Drop every picture and give the entries back exactly.
## BEGIN Supplied data
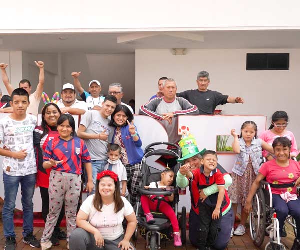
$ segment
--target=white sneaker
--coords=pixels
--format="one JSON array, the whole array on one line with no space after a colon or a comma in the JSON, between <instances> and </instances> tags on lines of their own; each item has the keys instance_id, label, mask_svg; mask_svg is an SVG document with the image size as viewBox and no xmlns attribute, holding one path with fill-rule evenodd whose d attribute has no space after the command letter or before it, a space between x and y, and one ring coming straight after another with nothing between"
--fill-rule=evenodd
<instances>
[{"instance_id":1,"label":"white sneaker","mask_svg":"<svg viewBox=\"0 0 300 250\"><path fill-rule=\"evenodd\" d=\"M232 233L230 234L230 238L232 238L234 236L234 228L232 228Z\"/></svg>"},{"instance_id":2,"label":"white sneaker","mask_svg":"<svg viewBox=\"0 0 300 250\"><path fill-rule=\"evenodd\" d=\"M242 236L246 233L246 228L242 225L238 225L238 228L234 232L234 235L238 236Z\"/></svg>"}]
</instances>

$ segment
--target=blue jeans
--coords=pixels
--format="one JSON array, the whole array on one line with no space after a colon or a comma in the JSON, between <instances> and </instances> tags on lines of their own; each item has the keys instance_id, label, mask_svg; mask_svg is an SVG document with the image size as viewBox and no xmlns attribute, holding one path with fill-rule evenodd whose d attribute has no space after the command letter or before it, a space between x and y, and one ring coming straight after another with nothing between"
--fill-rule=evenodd
<instances>
[{"instance_id":1,"label":"blue jeans","mask_svg":"<svg viewBox=\"0 0 300 250\"><path fill-rule=\"evenodd\" d=\"M92 182L94 184L94 190L90 194L90 195L94 194L96 190L96 182L97 181L97 174L102 171L104 171L104 168L108 164L106 160L92 160Z\"/></svg>"},{"instance_id":2,"label":"blue jeans","mask_svg":"<svg viewBox=\"0 0 300 250\"><path fill-rule=\"evenodd\" d=\"M4 198L3 207L3 227L4 236L16 237L14 214L16 208L16 200L20 182L22 192L23 206L23 236L34 232L34 202L36 174L26 176L10 176L3 173Z\"/></svg>"}]
</instances>

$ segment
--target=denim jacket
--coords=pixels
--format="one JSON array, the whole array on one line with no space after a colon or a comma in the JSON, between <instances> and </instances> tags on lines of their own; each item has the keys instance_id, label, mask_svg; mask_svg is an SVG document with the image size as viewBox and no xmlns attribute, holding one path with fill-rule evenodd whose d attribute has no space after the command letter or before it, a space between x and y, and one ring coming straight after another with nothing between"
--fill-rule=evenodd
<instances>
[{"instance_id":1,"label":"denim jacket","mask_svg":"<svg viewBox=\"0 0 300 250\"><path fill-rule=\"evenodd\" d=\"M249 156L251 156L252 164L255 174L257 176L260 168L260 164L262 162L262 139L253 138L250 146L246 145L243 138L240 139L240 152L236 154L236 163L232 169L232 172L240 176L242 176L246 170Z\"/></svg>"}]
</instances>

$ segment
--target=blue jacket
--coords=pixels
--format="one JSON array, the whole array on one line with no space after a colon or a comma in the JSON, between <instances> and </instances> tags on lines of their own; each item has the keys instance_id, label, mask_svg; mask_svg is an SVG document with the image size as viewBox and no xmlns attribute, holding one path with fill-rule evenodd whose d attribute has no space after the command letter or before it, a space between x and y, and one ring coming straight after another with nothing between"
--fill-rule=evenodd
<instances>
[{"instance_id":1,"label":"blue jacket","mask_svg":"<svg viewBox=\"0 0 300 250\"><path fill-rule=\"evenodd\" d=\"M138 132L138 129L136 129ZM116 133L116 129L114 130L114 133L112 136L112 143L114 140L114 136ZM144 156L144 150L142 148L142 142L140 136L138 140L134 142L129 132L129 125L121 128L121 134L122 140L124 142L125 148L127 152L128 160L130 165L134 165L140 163Z\"/></svg>"},{"instance_id":2,"label":"blue jacket","mask_svg":"<svg viewBox=\"0 0 300 250\"><path fill-rule=\"evenodd\" d=\"M253 138L251 146L248 146L243 138L240 139L240 152L236 154L236 163L232 169L232 172L238 176L242 176L246 171L249 162L249 156L251 156L252 165L255 174L257 176L260 168L260 164L262 162L262 139Z\"/></svg>"}]
</instances>

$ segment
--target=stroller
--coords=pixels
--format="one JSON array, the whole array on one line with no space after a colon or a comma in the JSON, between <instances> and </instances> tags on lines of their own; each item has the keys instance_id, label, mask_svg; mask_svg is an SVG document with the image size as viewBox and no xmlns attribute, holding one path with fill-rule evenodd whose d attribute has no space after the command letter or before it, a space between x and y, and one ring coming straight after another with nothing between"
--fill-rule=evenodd
<instances>
[{"instance_id":1,"label":"stroller","mask_svg":"<svg viewBox=\"0 0 300 250\"><path fill-rule=\"evenodd\" d=\"M172 146L176 148L174 150L154 149L153 147L158 145ZM175 157L178 159L181 156L181 150L180 148L174 144L170 142L156 142L148 145L145 149L145 155L142 160L140 173L141 181L140 186L138 188L138 193L140 198L142 195L155 195L158 200L158 206L160 202L164 200L164 198L160 196L170 196L175 194L174 201L170 204L175 211L175 214L178 220L179 219L178 202L179 194L178 188L176 188L176 178L173 184L175 187L174 189L160 190L158 188L150 188L146 190L144 186L149 186L152 182L158 182L160 180L160 176L162 172L150 167L147 164L147 158L153 156L169 156ZM178 164L172 170L175 173L176 176L179 170L180 164ZM139 199L140 200L140 199ZM154 224L150 224L146 222L144 212L139 201L135 207L136 214L138 219L138 227L134 234L134 240L137 240L138 231L147 242L148 248L150 250L157 250L160 248L160 242L170 240L173 239L172 228L169 219L163 214L160 212L152 212L156 219ZM186 234L186 208L183 207L181 214L181 223L180 226L182 228L182 244L185 244Z\"/></svg>"}]
</instances>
## END Supplied data
● **Exercise solution**:
$ segment
--target=white sneaker
--coords=pixels
--format="one JSON array, the whole array on one line with no space after a colon or a comma in the JSON, between <instances> and </instances> tags on lines of their own; each item has the keys instance_id, label, mask_svg; mask_svg is an SVG document with the image size as viewBox and no xmlns attribute, holding one path with fill-rule evenodd whose d attribute has no space after the command letter or before it, a space between x and y, and one ring coming straight after another with nothing between"
--fill-rule=evenodd
<instances>
[{"instance_id":1,"label":"white sneaker","mask_svg":"<svg viewBox=\"0 0 300 250\"><path fill-rule=\"evenodd\" d=\"M232 233L230 234L230 238L232 238L234 236L234 228L232 228Z\"/></svg>"},{"instance_id":2,"label":"white sneaker","mask_svg":"<svg viewBox=\"0 0 300 250\"><path fill-rule=\"evenodd\" d=\"M242 236L246 233L246 228L242 225L238 225L238 228L234 232L234 235L238 236Z\"/></svg>"}]
</instances>

$ segment
--target=blue jeans
--coords=pixels
--format="one JSON array, the whole array on one line with no space after a colon or a comma in the JSON, between <instances> and </instances> tags on lines of their own; each item has the keys instance_id, label, mask_svg; mask_svg is an SVG document with the image size as viewBox and no xmlns attribute, holding one path with fill-rule evenodd whose d attribute has no space after the command letter or before it, a space between x and y, and one ring coming straight after another with nothing between"
--fill-rule=evenodd
<instances>
[{"instance_id":1,"label":"blue jeans","mask_svg":"<svg viewBox=\"0 0 300 250\"><path fill-rule=\"evenodd\" d=\"M92 182L94 184L94 190L90 194L90 195L94 194L96 190L96 182L97 181L97 174L102 171L104 171L104 168L108 164L106 160L92 160Z\"/></svg>"},{"instance_id":2,"label":"blue jeans","mask_svg":"<svg viewBox=\"0 0 300 250\"><path fill-rule=\"evenodd\" d=\"M4 198L3 207L3 227L4 236L16 237L14 214L16 208L16 200L20 182L22 192L23 206L23 236L34 232L34 202L36 174L26 176L10 176L3 173Z\"/></svg>"}]
</instances>

$ segment
--target=denim jacket
--coords=pixels
--format="one JSON array, the whole array on one line with no space after a colon or a comma in the JSON, between <instances> and </instances> tags on lines of their own; each item has the keys instance_id, label, mask_svg; mask_svg is an SVG document with the image size as viewBox and no xmlns attribute, holding one path with fill-rule evenodd whose d attribute has no space after the command letter or before it, a space between x and y, and one ring coming straight after another with nothing between"
--fill-rule=evenodd
<instances>
[{"instance_id":1,"label":"denim jacket","mask_svg":"<svg viewBox=\"0 0 300 250\"><path fill-rule=\"evenodd\" d=\"M249 156L251 156L252 164L255 174L257 176L260 168L260 164L262 162L262 139L253 138L250 146L246 145L243 138L240 139L240 152L236 154L236 163L232 169L232 172L240 176L242 176L246 170Z\"/></svg>"}]
</instances>

$ segment
--target=blue jacket
--coords=pixels
--format="one JSON array, the whole array on one line with no space after a colon or a comma in the JSON, between <instances> and </instances> tags on lines of their own; each item has the keys instance_id, label, mask_svg; mask_svg is an SVG document with the image size as viewBox and no xmlns attribute, holding one path with fill-rule evenodd whose d attribute has no space after the command letter or before it, a space between x and y, and one ring coming straight after another with nothing between"
--fill-rule=evenodd
<instances>
[{"instance_id":1,"label":"blue jacket","mask_svg":"<svg viewBox=\"0 0 300 250\"><path fill-rule=\"evenodd\" d=\"M138 132L138 129L136 129ZM116 133L116 129L114 130L114 133L112 136L112 143L114 140L114 136ZM144 156L144 150L142 148L142 142L140 136L138 140L134 142L129 132L129 125L121 128L121 134L122 140L124 142L125 148L127 152L128 160L130 165L134 165L140 163Z\"/></svg>"},{"instance_id":2,"label":"blue jacket","mask_svg":"<svg viewBox=\"0 0 300 250\"><path fill-rule=\"evenodd\" d=\"M253 138L251 146L248 146L243 138L240 139L240 152L236 154L236 163L232 169L232 172L238 176L242 176L246 171L249 162L249 156L251 156L252 165L255 174L257 176L260 168L260 164L262 162L262 139Z\"/></svg>"}]
</instances>

$ segment
--target=stroller
--coords=pixels
--format="one JSON array, the whole array on one line with no space after a colon or a comma in the JSON, between <instances> and </instances> tags on lines of their own; each item has the keys instance_id, label, mask_svg; mask_svg is an SVG document with the image size as viewBox and no xmlns attribute, holding one path with fill-rule evenodd whose d attribute has no space after the command letter or before it, a space between x and y, and one ring coming straight after another with nothing between"
--fill-rule=evenodd
<instances>
[{"instance_id":1,"label":"stroller","mask_svg":"<svg viewBox=\"0 0 300 250\"><path fill-rule=\"evenodd\" d=\"M172 146L176 148L174 150L154 149L153 147L158 145ZM175 157L178 159L181 156L181 150L180 148L174 144L170 142L156 142L148 145L145 149L145 155L142 160L140 173L141 181L140 186L138 188L138 193L140 198L142 195L155 195L158 200L158 206L160 202L164 200L164 198L160 196L170 196L175 194L174 201L170 204L175 211L175 214L178 220L179 219L178 202L179 194L178 188L176 188L176 178L173 184L175 187L174 189L160 190L158 188L150 188L146 190L144 186L149 186L152 182L158 182L160 180L160 176L162 172L150 167L147 164L147 158L153 156L169 156ZM178 164L172 170L175 173L176 176L179 170L180 164ZM139 199L140 200L140 199ZM154 224L150 224L146 222L144 212L139 201L135 207L136 214L138 219L138 227L134 234L134 240L137 240L138 231L147 242L148 248L150 250L157 250L160 248L160 242L170 240L173 239L172 228L169 219L163 214L160 212L152 212L156 219ZM186 234L186 208L183 207L181 214L181 223L180 226L182 228L182 244L185 244Z\"/></svg>"}]
</instances>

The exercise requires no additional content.